• TASK SET:
(1) Duplicate the passage of the DVD burning thread that opens with the words containing "What make/model burner" and closes with "(Jan 4, 2005)".
(2) In the DVD burning thread, which program does Ultravis ask whether the original poster has tried?
(3) Take the DVD burning thread further, starting after its final line.

# Probs with burning DVDS ????



## GimpsGTP (Jan 2, 2005)

i tried to copy a dvd today  once it was done i put it in the dvd player and it played the first like min ok then everything got scrambled , is there some sort of copy protection on them or something that would keep me from copying them?  how do you get around it?
Thanks
Nick


----------



## Praetor (Jan 2, 2005)

1. Could be protection
2. Sounds like a combination of either crappy media and/or burning too fast


----------



## GimpsGTP (Jan 2, 2005)

The DVD i was burning was a good copy, and i burned it on the slowest setting , is there a way to tell before you burn if theres copy protection or not


----------



## ZER0X (Jan 2, 2005)

> i tried to copy a dvd today once it was done i put it in the dvd player and it played the first like min ok then everything got scrambled



When you burnt it, it wasn't compressed was it?


----------



## Ultravis (Jan 2, 2005)

have you tried dvd shrink?


----------



## Praetor (Jan 2, 2005)

Indeedy, how exactly did you do the burn?


----------



## Nephilim (Jan 2, 2005)

What software did you use?

What make/model burner are you using? Firmware version?

What specific brand/type media have you used?

Are you copying an original or making a copy of a copy?


----------



## GimpsGTP (Jan 4, 2005)

[Point placement records]
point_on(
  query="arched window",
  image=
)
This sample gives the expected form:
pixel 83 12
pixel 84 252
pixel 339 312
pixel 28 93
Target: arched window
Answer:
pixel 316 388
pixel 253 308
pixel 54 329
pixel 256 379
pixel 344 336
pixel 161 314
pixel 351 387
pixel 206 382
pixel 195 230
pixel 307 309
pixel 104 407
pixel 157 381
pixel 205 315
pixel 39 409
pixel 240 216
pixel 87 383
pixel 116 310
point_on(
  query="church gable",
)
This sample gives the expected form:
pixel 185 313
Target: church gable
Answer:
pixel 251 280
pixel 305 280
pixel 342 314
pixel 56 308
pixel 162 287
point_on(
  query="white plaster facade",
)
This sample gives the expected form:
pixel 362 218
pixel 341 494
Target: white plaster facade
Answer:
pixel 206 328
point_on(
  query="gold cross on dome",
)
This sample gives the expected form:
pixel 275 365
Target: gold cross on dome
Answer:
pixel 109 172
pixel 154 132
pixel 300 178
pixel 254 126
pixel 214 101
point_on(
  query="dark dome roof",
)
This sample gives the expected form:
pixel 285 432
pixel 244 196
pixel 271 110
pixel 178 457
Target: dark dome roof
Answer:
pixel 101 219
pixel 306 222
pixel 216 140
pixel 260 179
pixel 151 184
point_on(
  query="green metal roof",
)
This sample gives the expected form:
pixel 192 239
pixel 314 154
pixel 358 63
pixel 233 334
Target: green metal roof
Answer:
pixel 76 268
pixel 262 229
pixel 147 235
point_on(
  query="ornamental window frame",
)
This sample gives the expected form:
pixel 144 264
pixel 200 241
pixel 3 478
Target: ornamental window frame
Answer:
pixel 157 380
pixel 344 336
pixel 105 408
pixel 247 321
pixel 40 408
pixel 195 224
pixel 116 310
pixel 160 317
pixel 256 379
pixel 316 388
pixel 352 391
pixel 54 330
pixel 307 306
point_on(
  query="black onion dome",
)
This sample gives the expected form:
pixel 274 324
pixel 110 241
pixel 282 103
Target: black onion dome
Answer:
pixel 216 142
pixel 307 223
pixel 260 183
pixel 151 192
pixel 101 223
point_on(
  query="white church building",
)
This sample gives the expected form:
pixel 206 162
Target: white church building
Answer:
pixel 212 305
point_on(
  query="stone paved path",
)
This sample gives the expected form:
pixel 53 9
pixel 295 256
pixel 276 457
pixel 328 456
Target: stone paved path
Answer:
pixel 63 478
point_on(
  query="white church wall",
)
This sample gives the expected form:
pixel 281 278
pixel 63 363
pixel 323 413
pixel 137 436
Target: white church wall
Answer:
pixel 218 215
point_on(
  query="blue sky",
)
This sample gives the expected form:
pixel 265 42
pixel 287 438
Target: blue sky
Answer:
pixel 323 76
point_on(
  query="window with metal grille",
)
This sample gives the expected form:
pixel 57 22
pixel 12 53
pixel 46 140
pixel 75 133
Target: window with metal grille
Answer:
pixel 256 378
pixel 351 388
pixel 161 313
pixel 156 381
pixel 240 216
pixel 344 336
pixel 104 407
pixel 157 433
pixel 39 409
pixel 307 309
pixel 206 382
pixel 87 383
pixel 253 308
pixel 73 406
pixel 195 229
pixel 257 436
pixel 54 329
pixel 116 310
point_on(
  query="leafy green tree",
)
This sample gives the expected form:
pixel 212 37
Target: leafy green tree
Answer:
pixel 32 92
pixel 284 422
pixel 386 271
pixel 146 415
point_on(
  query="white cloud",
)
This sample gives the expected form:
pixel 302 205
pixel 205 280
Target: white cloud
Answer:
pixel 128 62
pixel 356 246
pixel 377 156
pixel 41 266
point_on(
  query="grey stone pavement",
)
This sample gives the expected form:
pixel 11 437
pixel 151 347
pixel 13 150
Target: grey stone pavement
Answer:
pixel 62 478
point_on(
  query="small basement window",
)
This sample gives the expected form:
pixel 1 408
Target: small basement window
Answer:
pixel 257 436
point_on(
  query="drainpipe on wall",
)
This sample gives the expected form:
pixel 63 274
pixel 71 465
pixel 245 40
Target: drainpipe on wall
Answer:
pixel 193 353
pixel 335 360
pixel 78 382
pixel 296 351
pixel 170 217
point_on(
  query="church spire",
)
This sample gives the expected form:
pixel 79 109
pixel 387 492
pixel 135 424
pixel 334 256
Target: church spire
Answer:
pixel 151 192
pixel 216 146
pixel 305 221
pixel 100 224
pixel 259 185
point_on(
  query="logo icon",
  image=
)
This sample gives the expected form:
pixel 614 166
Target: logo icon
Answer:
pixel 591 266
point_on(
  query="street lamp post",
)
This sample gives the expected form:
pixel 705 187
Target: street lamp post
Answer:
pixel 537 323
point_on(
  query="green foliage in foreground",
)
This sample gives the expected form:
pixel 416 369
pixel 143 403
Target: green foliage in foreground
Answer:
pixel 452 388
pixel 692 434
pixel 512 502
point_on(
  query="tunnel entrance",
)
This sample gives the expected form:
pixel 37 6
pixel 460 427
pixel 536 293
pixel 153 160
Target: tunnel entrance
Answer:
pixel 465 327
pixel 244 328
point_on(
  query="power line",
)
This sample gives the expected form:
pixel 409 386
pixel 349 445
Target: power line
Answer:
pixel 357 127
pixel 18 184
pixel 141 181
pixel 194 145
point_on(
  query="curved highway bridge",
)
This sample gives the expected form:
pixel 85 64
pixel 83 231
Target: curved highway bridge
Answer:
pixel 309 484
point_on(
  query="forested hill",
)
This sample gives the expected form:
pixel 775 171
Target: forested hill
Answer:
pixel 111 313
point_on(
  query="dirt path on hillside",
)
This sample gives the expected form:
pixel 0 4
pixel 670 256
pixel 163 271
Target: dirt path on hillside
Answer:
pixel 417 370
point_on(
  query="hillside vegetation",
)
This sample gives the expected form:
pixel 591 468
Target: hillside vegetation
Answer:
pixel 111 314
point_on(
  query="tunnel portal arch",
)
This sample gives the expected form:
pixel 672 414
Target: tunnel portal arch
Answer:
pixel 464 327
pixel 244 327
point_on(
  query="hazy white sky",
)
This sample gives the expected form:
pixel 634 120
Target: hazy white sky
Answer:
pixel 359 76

• SOLVED PROBLEMS:
(1)
What make/model burner are you using? Firmware version?

What specific brand/type media have you used?

Are you copying an original or making a copy of a copy?


----------



## GimpsGTP (Jan 4, 2005)

(2) DVD Shrink.

(3)
I have a sony  16x dvd burner, i use TDK DVD +R disc's , i have NTI DVD-maker gold version 6.7.  I just went to video-copy video, put the original DVD in the cd rom and put the blank in the burner and hit copy.
Nick


----------



## Praetor (Jan 6, 2005)

I dunno about that program but it sound very "user friendly" to me which prolly means it doesnt do a good job. Definitely have a go at using DVDShrink


----------



## robina_80 (Jan 6, 2005)

use nero 6, its wickid does everything you want copys copyright amd whatever you want


----------



## Praetor (Jan 9, 2005)

[ sarcasm] Yes im sure it does [/ sarcasm]


----------



## Geoff (Jan 13, 2005)

If your trying to copy a dvd movie (Lord of the Rings, Star Wars, Finding Nemo, Etc) it will not work.  There is copy protection on DVD Movies, if your copying a home movie or something, then it might be somethign wrong with the decoder.


----------



## Blade (Jan 18, 2005)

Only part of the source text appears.